Task objective
Report each line of the entries below that has the word "lamp" in it.

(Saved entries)

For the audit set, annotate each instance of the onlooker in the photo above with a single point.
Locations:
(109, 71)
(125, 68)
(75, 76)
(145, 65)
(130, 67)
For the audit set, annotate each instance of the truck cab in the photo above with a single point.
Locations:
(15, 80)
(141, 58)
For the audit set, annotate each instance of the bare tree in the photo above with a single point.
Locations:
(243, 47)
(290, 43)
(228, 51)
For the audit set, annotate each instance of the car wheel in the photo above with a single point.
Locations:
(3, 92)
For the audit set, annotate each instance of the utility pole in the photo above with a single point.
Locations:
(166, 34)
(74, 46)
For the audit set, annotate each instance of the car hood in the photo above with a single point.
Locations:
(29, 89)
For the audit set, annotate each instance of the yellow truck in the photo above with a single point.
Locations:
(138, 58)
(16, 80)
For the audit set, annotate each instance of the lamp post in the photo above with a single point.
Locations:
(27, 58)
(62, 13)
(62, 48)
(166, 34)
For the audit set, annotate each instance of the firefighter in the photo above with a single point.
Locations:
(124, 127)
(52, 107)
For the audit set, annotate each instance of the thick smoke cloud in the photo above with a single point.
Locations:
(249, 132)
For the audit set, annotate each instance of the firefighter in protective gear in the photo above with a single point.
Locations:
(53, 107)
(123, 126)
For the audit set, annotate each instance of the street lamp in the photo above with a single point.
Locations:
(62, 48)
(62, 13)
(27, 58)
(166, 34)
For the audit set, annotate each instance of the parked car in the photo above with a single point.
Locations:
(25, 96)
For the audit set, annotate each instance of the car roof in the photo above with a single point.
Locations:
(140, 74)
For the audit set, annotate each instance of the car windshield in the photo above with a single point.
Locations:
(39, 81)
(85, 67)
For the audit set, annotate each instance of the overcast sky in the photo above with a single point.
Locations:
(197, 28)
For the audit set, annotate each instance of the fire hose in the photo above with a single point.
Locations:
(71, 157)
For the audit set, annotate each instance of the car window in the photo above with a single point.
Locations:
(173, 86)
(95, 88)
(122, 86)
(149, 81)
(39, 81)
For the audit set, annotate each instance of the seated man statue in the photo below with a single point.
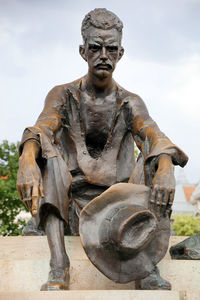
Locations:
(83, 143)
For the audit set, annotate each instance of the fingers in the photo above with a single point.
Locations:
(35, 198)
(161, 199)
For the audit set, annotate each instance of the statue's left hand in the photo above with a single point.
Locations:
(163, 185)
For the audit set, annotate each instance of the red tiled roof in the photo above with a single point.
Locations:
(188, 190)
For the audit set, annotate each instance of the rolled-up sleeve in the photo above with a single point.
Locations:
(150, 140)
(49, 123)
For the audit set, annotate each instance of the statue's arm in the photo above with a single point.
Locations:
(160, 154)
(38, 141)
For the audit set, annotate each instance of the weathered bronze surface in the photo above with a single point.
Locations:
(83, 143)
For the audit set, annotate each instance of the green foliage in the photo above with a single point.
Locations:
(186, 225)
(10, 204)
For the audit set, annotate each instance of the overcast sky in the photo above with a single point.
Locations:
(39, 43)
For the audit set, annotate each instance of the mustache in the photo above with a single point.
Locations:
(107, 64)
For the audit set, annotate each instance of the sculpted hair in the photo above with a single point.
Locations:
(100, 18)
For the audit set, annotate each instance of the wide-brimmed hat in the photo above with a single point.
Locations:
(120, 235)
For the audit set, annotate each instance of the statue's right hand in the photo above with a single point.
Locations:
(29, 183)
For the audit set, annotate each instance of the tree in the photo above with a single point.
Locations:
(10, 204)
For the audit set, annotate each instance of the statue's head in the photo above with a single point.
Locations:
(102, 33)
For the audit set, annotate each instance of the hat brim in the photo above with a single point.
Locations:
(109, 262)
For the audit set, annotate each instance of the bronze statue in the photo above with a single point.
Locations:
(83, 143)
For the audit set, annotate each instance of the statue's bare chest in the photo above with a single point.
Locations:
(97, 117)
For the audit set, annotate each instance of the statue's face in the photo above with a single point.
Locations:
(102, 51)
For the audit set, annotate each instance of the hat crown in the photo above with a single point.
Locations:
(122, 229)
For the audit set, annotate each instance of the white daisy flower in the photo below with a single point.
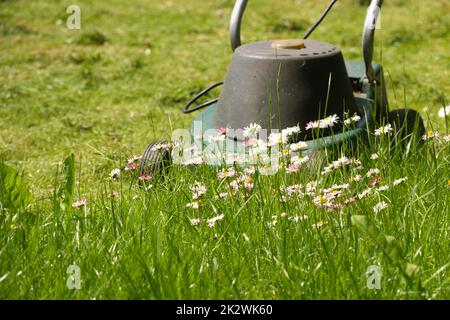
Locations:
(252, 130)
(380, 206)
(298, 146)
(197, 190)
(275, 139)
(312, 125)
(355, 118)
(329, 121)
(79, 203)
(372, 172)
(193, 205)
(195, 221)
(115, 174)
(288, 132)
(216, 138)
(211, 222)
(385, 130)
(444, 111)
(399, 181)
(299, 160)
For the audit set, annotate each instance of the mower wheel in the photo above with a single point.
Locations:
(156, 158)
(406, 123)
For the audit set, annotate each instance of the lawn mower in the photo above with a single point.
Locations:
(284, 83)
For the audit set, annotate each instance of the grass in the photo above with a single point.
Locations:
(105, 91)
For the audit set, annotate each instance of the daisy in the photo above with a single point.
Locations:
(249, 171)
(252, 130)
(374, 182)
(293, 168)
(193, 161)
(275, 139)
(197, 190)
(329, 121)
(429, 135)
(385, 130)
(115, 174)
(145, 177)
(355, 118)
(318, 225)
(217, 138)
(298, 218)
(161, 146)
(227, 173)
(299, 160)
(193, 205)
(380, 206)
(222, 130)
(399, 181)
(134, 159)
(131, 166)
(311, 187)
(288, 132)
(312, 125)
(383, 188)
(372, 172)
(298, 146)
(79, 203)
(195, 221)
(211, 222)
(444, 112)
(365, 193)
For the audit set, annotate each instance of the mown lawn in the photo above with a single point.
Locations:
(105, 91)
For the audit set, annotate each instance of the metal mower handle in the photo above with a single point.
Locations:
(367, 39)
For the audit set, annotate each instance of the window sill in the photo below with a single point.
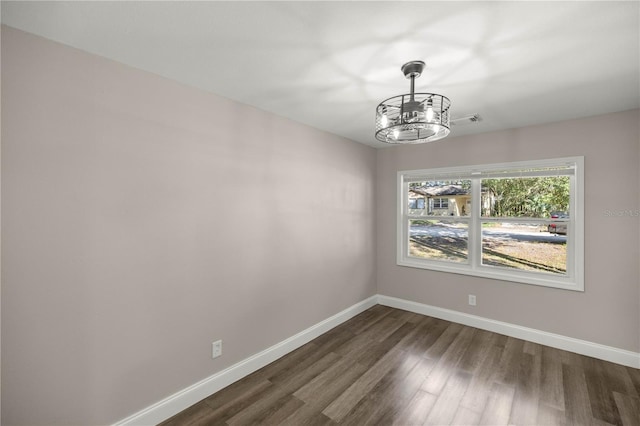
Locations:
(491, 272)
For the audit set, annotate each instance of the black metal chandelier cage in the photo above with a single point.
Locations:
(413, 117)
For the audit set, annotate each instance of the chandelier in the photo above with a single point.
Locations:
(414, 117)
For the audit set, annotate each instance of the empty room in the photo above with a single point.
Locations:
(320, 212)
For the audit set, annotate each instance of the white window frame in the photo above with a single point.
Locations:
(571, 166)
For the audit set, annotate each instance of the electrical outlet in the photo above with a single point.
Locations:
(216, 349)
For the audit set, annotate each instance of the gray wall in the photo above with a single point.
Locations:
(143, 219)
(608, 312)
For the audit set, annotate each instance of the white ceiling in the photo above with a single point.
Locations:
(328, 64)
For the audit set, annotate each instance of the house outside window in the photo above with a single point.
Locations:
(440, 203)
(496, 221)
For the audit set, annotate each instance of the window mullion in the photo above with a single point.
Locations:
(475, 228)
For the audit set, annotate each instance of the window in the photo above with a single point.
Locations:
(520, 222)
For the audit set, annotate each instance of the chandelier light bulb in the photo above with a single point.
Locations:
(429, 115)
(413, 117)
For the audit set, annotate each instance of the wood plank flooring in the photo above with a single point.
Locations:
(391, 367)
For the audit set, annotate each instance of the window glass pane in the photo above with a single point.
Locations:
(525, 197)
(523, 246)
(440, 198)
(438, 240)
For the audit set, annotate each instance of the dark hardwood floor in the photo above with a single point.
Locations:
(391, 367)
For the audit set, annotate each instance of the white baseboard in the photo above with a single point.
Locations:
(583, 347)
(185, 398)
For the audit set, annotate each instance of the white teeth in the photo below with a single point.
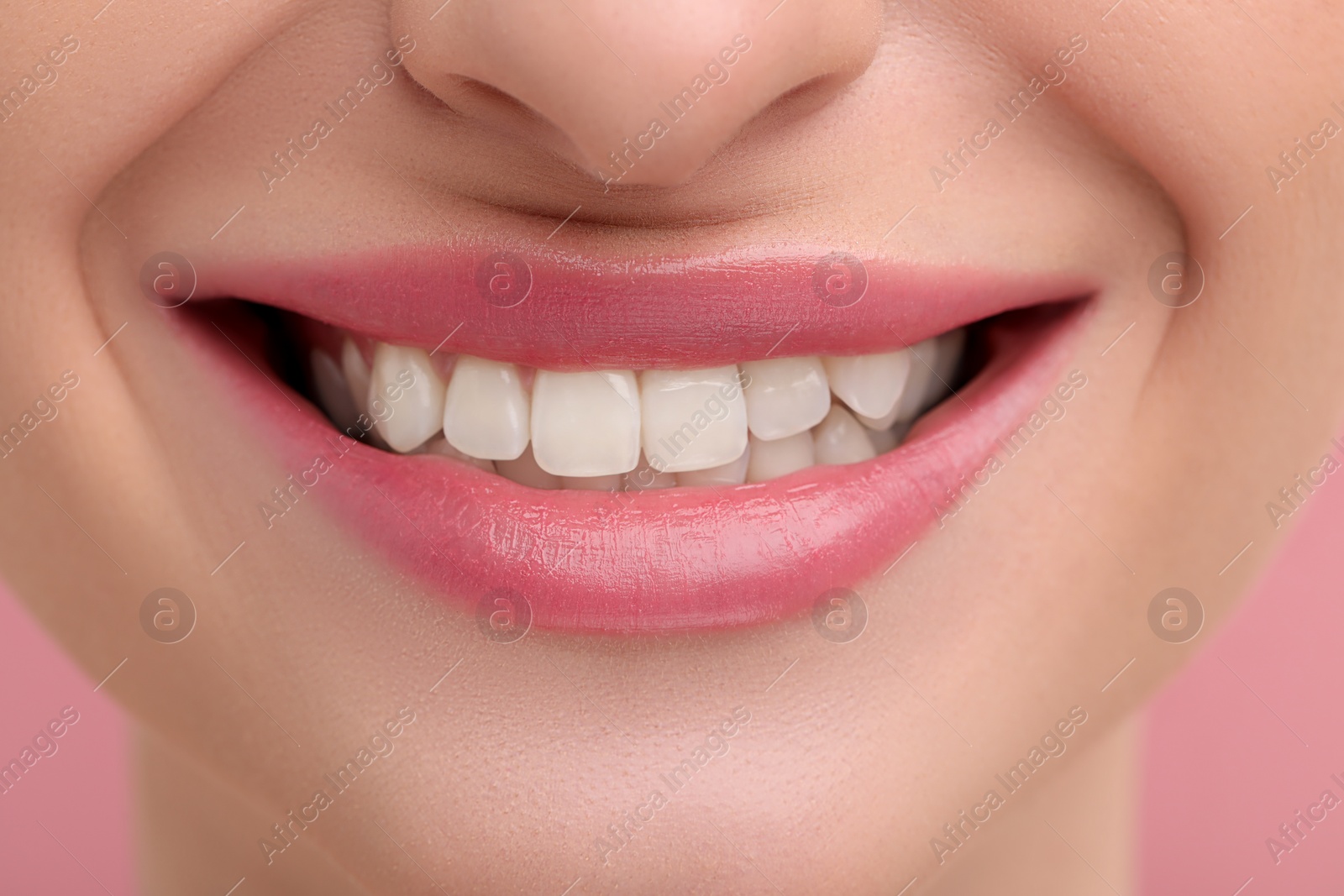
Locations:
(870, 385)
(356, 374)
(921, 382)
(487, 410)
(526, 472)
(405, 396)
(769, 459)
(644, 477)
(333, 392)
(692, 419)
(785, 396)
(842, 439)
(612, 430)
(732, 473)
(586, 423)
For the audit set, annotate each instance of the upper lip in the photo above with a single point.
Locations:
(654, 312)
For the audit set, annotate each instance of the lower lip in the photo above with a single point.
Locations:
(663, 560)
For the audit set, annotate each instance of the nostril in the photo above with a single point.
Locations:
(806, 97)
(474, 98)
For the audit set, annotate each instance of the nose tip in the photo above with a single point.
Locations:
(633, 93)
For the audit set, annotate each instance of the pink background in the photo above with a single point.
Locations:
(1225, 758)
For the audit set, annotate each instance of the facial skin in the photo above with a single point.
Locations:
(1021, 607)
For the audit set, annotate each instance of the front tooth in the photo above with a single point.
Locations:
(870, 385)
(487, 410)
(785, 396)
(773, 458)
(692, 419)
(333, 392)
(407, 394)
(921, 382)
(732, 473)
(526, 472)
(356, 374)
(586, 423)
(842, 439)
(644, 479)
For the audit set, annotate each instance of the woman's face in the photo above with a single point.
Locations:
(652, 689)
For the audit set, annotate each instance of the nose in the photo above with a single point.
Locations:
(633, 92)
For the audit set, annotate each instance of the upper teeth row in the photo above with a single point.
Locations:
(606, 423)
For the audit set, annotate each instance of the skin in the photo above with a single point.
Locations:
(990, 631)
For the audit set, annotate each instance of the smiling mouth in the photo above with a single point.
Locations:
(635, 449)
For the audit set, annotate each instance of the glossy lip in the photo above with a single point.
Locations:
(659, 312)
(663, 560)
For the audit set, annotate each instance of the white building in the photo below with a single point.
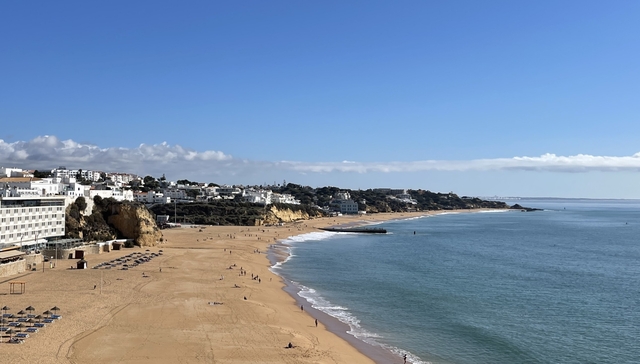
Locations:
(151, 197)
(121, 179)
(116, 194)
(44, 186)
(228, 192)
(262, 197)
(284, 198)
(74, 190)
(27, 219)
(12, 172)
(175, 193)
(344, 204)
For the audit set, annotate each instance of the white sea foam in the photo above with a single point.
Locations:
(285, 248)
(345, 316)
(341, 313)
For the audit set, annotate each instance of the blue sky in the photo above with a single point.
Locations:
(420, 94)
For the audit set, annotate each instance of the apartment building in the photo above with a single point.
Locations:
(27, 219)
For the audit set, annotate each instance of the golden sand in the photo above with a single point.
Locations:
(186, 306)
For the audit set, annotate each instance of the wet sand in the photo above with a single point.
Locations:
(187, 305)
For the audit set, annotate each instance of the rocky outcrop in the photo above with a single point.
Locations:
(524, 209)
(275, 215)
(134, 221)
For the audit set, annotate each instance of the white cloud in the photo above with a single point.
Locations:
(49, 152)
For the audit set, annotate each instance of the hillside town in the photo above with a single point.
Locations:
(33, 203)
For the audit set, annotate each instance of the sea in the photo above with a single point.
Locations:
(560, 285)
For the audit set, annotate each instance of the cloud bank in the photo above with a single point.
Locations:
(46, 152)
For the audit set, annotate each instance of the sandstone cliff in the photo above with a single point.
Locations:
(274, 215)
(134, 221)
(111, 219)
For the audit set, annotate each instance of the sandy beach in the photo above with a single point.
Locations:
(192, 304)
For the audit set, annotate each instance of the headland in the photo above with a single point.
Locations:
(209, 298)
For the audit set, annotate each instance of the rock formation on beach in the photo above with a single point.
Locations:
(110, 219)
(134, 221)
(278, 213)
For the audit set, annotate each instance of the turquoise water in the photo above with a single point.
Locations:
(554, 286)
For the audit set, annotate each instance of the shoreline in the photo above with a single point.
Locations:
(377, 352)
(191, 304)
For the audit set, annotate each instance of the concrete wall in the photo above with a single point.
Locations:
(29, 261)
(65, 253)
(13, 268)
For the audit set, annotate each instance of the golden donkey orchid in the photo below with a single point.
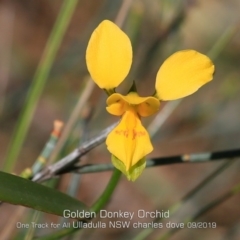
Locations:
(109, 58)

Task response
For the audit set, annotate each instance of the lamp post in the photo above with a single point.
For the audit set, annotate each instance of the street lamp in the photo above with a single point.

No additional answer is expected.